DOCUMENT SEGMENT
<<<<
In early 1999, the Literacy Taskforce’s report was released to advise the then Government on how to achieve its goal that “By 2005, every child turning nine will be able to read, write, and do maths for success.” (Ministry of Education, 1999). Recommendations made by the Literacy Taskforce subsequently informed the work of the Literacy and Numeracy Strategy. The strategy essentially has provided an alignment and consistency for a range of policies, programmes, and projects, which have been designed and implemented in English-medium settings and which have aimed to improve literacy achievement outcomes. However, most of the initiatives have been implemented after 2001, the year in which the first cycle of PIRLS was administered. For example, the Literacy Professional Development Project (LPDP), a successful programme which has involved close to 300 schools, only started in 2004 (McDowall, Cameron, Dingle, Gilmore, & MacGibbon, 2007).
>>>>
GOALS
**1)** Answer these questions about the passage on the Literacy Taskforce, each on its own line:
(a) When was the Literacy Taskforce's report released?
(b) In what year was the first cycle of PIRLS administered?
(c) When did the Literacy Professional Development Project start?
**2)** Resume the passage on the Literacy Taskforce and the literacy initiatives that followed, picking up after its final sentence.

Rows of box annotation data
<<<<
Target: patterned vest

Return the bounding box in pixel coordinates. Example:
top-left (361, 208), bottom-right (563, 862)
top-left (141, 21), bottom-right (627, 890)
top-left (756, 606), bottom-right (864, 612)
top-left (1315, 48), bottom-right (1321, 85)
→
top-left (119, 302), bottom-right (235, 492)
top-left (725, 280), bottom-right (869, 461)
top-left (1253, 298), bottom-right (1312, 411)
>>>>
RESULTS
**1)**
(a) Early 1999
(b) 2001
(c) 2004

**2)**
A number of other countries taking part in PIRLS have had some major structural and curricular changes. Four examples are described in Appendix D, and they highlight the scale and number of years needed for improvements to appear in system-level data such as PIRLS. The IEA, the organisation with overall responsibility for PIRLS, has also recently published a book containing articles from 13 countries on the impact of PIRLS 2001. In putting the book together, impact was defined “as the study’s influence on public and published opinion, on education policy, on teaching and curriculum development, and on educational research.” (Schwippert & Goy, 2007, p. 265)

Since PIRLS was administered in New Zealand in late 2005, a number of other important policy initiatives have been released, which provide a mandate for making change. Specifically in relation to reading literacy in English-medium settings is the (draft) tool Literacy Learning Progressions, a resource which explicitly sets out the “literacy expertise that students need in order to meet the demands of the curriculum” (Ministry of Education, 2007a, p.3). More recently, the Māori-medium literacy strategy Te Reo Matatini was released in order to align existing literacy-related initiatives, as well those related specifically to Māori-medium education (Ministry of Education, 2007b).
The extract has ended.